*Problem statement*
Write each line exactly, from the line that holds "Look at the photo above. For each instance of the low" through the final line of the material, and no other line.

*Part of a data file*
==========
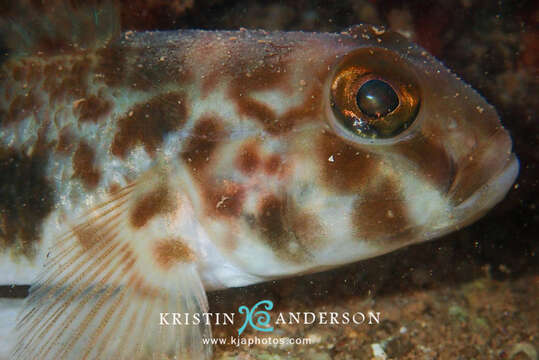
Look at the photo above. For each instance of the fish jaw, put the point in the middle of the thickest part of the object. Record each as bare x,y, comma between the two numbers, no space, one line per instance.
341,199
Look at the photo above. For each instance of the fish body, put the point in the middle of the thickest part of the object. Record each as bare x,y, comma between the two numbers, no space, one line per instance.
145,168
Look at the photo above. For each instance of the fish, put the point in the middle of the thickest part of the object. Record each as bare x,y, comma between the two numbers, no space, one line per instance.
141,170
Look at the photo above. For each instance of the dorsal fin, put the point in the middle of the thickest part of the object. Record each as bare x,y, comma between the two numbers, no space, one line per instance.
54,26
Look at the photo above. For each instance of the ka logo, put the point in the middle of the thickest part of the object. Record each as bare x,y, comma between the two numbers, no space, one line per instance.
262,317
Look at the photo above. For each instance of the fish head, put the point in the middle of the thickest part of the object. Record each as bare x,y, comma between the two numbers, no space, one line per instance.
411,152
387,148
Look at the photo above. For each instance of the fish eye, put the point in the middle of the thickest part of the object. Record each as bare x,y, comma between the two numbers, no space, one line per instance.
376,98
374,95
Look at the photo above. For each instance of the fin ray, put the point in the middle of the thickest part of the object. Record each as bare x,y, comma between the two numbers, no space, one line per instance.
102,289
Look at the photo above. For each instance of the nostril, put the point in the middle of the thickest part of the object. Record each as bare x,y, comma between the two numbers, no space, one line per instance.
475,170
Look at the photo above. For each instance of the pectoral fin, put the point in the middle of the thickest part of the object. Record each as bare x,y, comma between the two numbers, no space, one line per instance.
108,279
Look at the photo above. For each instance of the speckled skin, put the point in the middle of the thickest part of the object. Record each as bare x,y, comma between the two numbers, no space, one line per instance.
245,116
215,158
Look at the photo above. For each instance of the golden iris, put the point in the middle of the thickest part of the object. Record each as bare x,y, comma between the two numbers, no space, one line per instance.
374,94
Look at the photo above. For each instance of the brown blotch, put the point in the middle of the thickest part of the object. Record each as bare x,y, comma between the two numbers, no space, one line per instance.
65,141
272,164
26,198
147,123
168,252
92,108
248,158
345,168
84,166
23,106
271,221
206,136
381,213
270,75
150,205
281,224
433,162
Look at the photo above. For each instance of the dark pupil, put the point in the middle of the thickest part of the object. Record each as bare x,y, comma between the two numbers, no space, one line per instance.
376,98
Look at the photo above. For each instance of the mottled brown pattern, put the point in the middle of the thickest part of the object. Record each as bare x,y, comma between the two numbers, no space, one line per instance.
27,71
84,167
65,82
269,75
283,229
111,65
65,141
147,123
380,213
272,164
248,158
168,252
92,108
23,106
433,162
26,198
225,199
206,136
479,167
150,205
310,109
344,167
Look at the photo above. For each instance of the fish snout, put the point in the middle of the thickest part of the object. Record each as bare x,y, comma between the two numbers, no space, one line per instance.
484,176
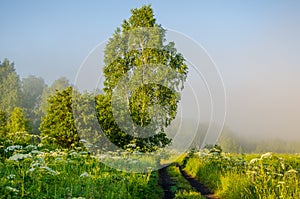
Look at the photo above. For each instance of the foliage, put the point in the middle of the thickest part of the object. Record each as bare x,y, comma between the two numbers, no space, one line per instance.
17,121
58,127
58,85
9,86
134,56
32,172
237,176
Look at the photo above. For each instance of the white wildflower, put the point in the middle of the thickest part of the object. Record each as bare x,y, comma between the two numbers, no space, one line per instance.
13,148
19,156
11,176
12,189
85,175
253,161
49,170
266,155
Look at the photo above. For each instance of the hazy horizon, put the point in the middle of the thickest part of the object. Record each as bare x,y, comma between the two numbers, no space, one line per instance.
255,46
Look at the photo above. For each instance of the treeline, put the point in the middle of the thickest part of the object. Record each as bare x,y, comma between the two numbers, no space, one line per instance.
23,102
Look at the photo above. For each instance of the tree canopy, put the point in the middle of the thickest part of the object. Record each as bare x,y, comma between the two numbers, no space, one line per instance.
143,77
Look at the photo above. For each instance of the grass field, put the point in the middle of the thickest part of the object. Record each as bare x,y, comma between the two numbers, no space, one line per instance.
33,172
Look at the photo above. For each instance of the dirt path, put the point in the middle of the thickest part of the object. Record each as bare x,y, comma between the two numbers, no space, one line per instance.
197,185
166,183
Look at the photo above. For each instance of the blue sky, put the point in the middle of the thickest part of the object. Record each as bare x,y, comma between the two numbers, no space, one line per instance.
255,44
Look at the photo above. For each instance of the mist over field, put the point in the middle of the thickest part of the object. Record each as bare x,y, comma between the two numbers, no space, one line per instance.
255,46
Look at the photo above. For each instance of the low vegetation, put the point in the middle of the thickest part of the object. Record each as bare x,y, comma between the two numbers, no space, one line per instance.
246,176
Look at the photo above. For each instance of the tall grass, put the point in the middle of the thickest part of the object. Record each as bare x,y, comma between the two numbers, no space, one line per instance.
==========
*Result for this task*
Look at the photo above. For each instance of the low vegetation, put the point in the middle of the thickest part of the object. Record each as bare x,y, comma between the two numbers, no space, one line per instance.
246,176
Look at the photo above. For each instance of the tall grass, put the point in the middle of the thickest part of the object. Record each as bare x,y, comma between the two numbers, no space, one line per instance.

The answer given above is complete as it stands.